*** Text shown Section Begins ***

How can we get rid of anger so that we can live happily? To answer this question, we need to look deeply inward so that we can understand things clearly.
If we don’t, we will live an unhappy life. Buddha taught us not to react to an angry person. If we react like that, we are worse than them, crazier and certainly not better than them in any way. Responding to anger with anger is futile.
Let us find ways to avoid, to let go, and to purge from this folly. Think of ways to let go of this delusion. This can be done by training patience and humility. For example, a parent might give their child a new toy, only to find it broken. Then, instead of getting angry, parents can reflect on the unsustainability of things. On the other hand, if parents only pay attention to their child’s carelessness with the toy, they will certainly be resentful.
In any social situation, we need to make an effort to let go of our feelings hatred. If we get angry and can’t take it anymore, then it’s best to separate ourselves from the situation. Not contacting people who annoy us will help reduce resentment. It is a temporary way of letting go of anger.
We often have a tendency to blame ourselves. Even when we try to develop love, we can become resentful of ourselves. When we make a mistake, we condemn ourselves harshly. For example, when we make a bad decision at work or buy a bad product, it can lead to disappointment, self-blame, and self-loathing. Focusing on mistakes causes anger to arise and persist. Instead of wallowing in self-blame, we should think that it’s okay to make mistakes. There is no sentient being who does not make mistakes.

*** Text shown Section Ends ***
*** The data Section Begins ***

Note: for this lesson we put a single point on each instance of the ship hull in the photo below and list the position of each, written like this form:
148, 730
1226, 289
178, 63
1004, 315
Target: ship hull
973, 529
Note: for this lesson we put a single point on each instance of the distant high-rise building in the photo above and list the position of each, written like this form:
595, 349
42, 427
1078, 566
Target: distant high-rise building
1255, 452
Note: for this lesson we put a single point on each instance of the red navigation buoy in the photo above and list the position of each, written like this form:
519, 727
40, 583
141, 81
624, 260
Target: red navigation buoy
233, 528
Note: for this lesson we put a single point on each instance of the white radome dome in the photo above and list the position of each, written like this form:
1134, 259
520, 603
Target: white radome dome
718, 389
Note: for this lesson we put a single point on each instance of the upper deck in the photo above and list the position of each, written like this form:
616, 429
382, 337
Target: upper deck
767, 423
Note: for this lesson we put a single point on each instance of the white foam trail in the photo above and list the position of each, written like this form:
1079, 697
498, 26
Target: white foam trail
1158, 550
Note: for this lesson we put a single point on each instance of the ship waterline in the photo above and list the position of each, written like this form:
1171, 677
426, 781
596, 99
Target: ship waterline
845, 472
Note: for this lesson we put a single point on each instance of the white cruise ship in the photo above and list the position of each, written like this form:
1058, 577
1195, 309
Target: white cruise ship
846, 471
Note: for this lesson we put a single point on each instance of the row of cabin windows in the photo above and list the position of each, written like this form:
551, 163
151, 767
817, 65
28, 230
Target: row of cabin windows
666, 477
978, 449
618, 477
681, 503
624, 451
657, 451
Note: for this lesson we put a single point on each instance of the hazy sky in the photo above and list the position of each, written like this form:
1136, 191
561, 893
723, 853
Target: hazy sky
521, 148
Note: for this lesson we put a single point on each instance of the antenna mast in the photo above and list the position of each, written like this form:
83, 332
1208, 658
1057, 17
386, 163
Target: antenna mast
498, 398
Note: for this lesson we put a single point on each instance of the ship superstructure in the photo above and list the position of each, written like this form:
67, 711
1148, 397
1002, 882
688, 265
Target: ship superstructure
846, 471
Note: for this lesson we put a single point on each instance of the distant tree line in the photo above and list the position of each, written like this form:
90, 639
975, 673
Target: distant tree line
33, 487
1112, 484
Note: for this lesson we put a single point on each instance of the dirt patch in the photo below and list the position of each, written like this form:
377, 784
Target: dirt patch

*** The data Section Ends ***

=== Task details ===
According to the text on anger, training which two qualities lets us let go of "this delusion"?

=== Task response ===
Patience and humility.